### Excerpted text
********************

History

Fundamentals

Event

All data that is sent to an RStreams queue is an event. Each event exists to wrap the data contained in the payload attribute. Queues hold events of a consistent type, such as all Employee objects or all Change Order request objects for example.

Queue

RStreams is factored around queues. A queue is a named set of events in time sequence order, ordered by their event ID. An event in a queue is persisted by virtue of being in a queue. Bots register themselves to be invoked when events arrive in a queue. Bots read data from queues and send new data to other queues.

The Bus

A term used to mean a single instance of RStreams with its associated queues and the bots that react to and populate them.

Bot

A bot as a logical wrapper around a unit of work that will read data from an RStreams queue or write data to an RStreams queue or both. Bots may be registered to be invoked when new events show up in a given queue. Bots may be scheduled to run periodically using standard cron syntax.

Event ID

Every event in a queue has an event ID, which uniquely identifies it in the queue. The event ID is also its position in the queue because event IDs are actually a form of date/time (UTC) value. Here’s one: z/2021/06/14/17/19/1623691151425-0000013

  • z/ : all event IDs start with this to identify them as event IDs
  • 2021 : the year of the event
  • 06 : the month of the event
  • 14 : the day of the event
  • 17 : the hour of the event
  • 19 : the minute of the event
  • 1623691151425 : the millisecond of the event
  • 0000013 : the sequence number in that millisecond, so this is the 13 event in this one millisecond that came into the queue

Pipe

A function that takes as its arguments a set of stream steps where the pipe begins with a source stream that produces data to seed the pipe with, an optional set of transform streams that take in data, do something with it and send it to the next stream in the pipe and the sink stream that ends the pipe.

Pipe Stream Step

A single stream in a pipe. It’s called a step because each stream in a pipe receives data from the previous step in the pipe and sends data to the next step in the pipe.

Stream

A set of RStreams queues and bots that chain together to create a directed graph of moving data with upstream queues visualized as the sources that initially receive events, think leftmost if visualizing, and downstream queues getting data from the previous stream step, think rightmost if visualizing.

Checkpoint

A checkpoint is a saved position in a stream. The Node SDK maintains the read checkpoint for all bots that read from a given queue. The Node SDK maintains a write checkpoing for all bots that write to a given queue. When a bot is restarted and starts reading from a queue, it will by default begin reading from its checkpoint (think position) in the queue.

********************

### Provided material
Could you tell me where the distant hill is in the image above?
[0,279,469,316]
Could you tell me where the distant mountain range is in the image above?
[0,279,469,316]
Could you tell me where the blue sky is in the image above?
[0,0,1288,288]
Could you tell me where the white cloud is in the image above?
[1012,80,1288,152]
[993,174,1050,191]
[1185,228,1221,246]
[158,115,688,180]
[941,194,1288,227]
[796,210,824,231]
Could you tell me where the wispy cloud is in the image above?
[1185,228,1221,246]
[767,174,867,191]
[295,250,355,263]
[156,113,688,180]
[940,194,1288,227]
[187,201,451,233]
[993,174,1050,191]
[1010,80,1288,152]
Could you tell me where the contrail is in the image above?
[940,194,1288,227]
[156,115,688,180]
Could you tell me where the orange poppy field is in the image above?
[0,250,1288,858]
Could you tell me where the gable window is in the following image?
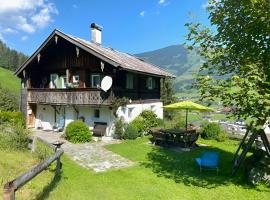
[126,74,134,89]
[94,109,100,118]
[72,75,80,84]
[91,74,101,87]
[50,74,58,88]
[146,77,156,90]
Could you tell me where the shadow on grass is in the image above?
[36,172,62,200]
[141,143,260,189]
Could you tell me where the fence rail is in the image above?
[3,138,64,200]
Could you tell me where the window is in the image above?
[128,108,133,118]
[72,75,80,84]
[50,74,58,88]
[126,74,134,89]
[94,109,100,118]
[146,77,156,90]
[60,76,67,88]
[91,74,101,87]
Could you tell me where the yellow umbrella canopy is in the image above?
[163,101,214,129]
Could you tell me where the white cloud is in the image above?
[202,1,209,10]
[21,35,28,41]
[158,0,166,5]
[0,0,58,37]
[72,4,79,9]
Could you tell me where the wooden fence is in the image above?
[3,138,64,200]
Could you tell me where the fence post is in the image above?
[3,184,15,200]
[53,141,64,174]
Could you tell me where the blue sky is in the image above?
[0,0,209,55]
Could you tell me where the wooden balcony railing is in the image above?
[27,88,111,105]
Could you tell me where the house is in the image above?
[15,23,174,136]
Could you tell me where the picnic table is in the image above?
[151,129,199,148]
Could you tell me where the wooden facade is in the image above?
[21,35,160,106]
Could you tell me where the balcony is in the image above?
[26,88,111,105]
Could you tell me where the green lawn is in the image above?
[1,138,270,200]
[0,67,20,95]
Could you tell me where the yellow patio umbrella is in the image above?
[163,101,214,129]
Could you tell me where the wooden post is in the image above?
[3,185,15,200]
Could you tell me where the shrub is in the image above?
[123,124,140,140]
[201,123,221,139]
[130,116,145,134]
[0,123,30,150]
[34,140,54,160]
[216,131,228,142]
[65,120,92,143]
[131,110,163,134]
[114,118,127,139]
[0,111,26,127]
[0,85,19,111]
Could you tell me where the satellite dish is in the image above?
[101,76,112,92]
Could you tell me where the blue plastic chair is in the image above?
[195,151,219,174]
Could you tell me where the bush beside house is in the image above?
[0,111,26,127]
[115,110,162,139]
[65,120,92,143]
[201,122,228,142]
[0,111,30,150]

********************

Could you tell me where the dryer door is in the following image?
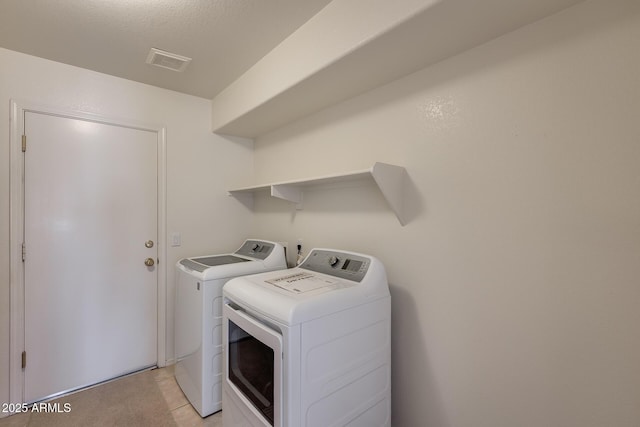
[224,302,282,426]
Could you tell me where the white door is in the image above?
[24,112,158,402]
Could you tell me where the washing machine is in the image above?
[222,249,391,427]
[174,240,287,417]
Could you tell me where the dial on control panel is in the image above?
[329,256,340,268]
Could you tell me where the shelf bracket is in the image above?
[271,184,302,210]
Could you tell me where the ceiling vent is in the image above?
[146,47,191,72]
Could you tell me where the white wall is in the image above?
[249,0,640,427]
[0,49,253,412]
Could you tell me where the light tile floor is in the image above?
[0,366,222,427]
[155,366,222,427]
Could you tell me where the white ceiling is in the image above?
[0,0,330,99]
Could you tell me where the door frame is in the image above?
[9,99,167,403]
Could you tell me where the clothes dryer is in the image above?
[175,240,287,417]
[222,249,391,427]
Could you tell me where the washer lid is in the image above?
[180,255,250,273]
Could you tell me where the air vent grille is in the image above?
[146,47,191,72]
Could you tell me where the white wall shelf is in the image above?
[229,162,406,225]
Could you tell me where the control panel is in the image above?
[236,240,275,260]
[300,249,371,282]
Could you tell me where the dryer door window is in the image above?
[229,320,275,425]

********************

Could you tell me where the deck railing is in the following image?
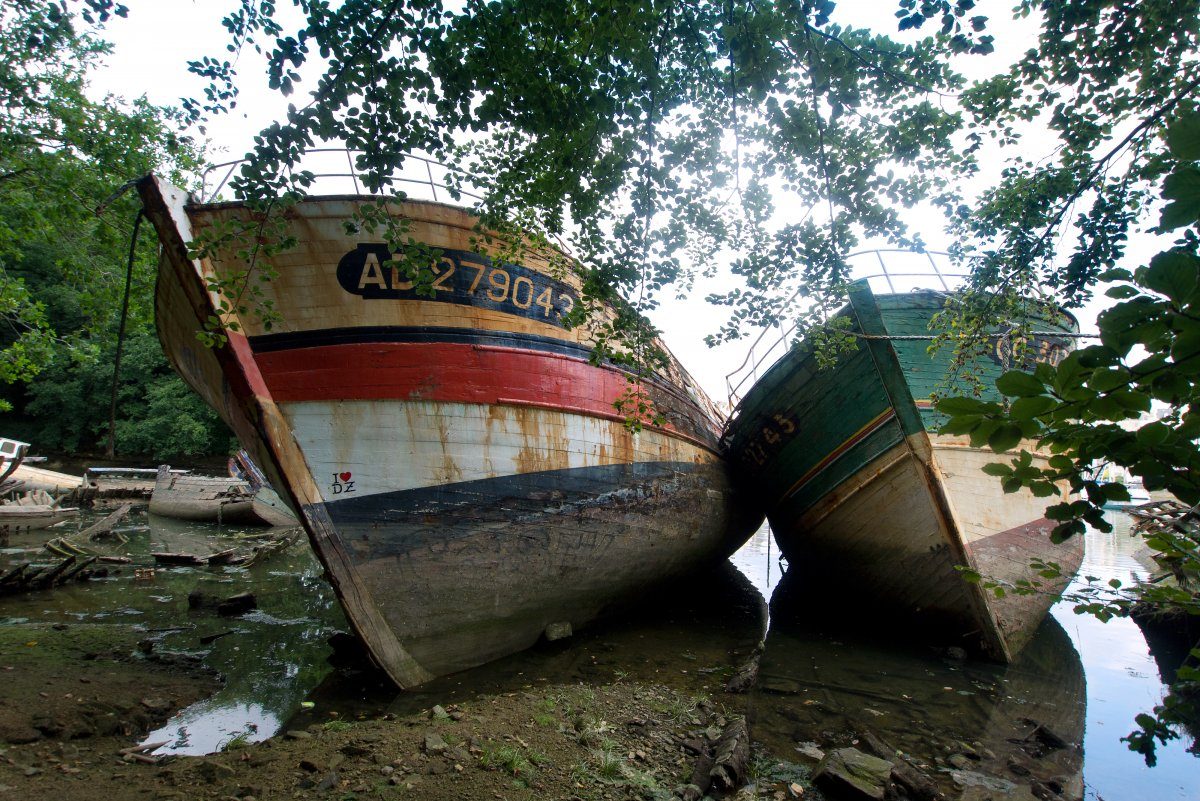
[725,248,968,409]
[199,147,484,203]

********************

### What is asked
A. Summarize the RStreams glossary in two sentences.
B. Translate this sentence from the RStreams glossary into Spanish: "Bots read data from queues and send new data to other queues."
C. Extend the RStreams glossary, starting after its final entry on checkpoints.

### Task-by-task answers
A. In RStreams, all data sent to a queue is an event, and a queue is a named set of events ordered in time by event IDs, which are a form of UTC date/time value. Bots are units of work that read data from queues, write data to queues, or both, and a checkpoint is a saved position in a stream from which a restarted bot resumes reading by default.

B. Los bots leen datos de las colas y envían datos nuevos a otras colas.

C.
Event source timestamp

Every event that hits a queue came from somewhere originally. Initially, perhaps it was loaded into a queue from a database. Then, a bot read from the queue and let’s say transformed the event and put it in another queue. We want all derived events to reference when the source event that led to the derived events was put into and RStreams queue so we can track overall transit times for that source event. It’s a simple idea but very important. It requires that when engineers manually craft their own events that flow through the bus that they simply take the effort to copy the parent event’s event_source_timestamp onto their new derived event and put it in the new event’s event_source_timestamp so the value propagates through.

Correlation ID

Every event that hits a queue came from somewhere originally and we want to be able to trace the movement of an event through the various queues of the bus, knowing the parent queue and the exact event in the parent queue that a given event was derived from. We accomplish this by keeping track of what parent queue/event ID an event was derived from in a bookkeeping object on the event named the correlation_id. Also, the SDK cannot checkpoint for you if your events don’t have a valid correldation_id.

This is so important that when developers need to craft an event by hand that they should simply use the rsdk.streams.createCorrelation helper API from the SDK to create this object for them by passing in the parent event to the createCorrelation API as they are building a new derived event.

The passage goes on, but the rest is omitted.